## What the task asks
Return every entry below without altering a word.

Collected data entries:
=== Begin Enclosure ===
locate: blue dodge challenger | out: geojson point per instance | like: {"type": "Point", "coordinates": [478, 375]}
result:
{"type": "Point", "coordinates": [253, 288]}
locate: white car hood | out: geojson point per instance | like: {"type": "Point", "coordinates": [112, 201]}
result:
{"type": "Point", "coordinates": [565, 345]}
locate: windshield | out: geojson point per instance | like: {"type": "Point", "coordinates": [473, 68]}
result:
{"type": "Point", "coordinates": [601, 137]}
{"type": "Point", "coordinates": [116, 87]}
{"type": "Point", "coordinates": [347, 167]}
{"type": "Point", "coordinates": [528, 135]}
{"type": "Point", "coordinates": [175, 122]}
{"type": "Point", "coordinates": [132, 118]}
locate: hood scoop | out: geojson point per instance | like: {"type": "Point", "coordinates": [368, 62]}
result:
=== End Enclosure ===
## Response to the exercise
locate: blue dodge challenger | out: geojson point per instance | like: {"type": "Point", "coordinates": [478, 375]}
result:
{"type": "Point", "coordinates": [253, 288]}
locate: white car hood | out: geojson point per instance | like: {"type": "Point", "coordinates": [112, 201]}
result:
{"type": "Point", "coordinates": [565, 345]}
locate: windshield | out: geojson point per instance | like: {"type": "Point", "coordinates": [473, 68]}
result:
{"type": "Point", "coordinates": [601, 137]}
{"type": "Point", "coordinates": [116, 87]}
{"type": "Point", "coordinates": [347, 167]}
{"type": "Point", "coordinates": [528, 135]}
{"type": "Point", "coordinates": [175, 122]}
{"type": "Point", "coordinates": [132, 118]}
locate: hood scoop | out: geojson point per instance | like: {"type": "Point", "coordinates": [368, 62]}
result:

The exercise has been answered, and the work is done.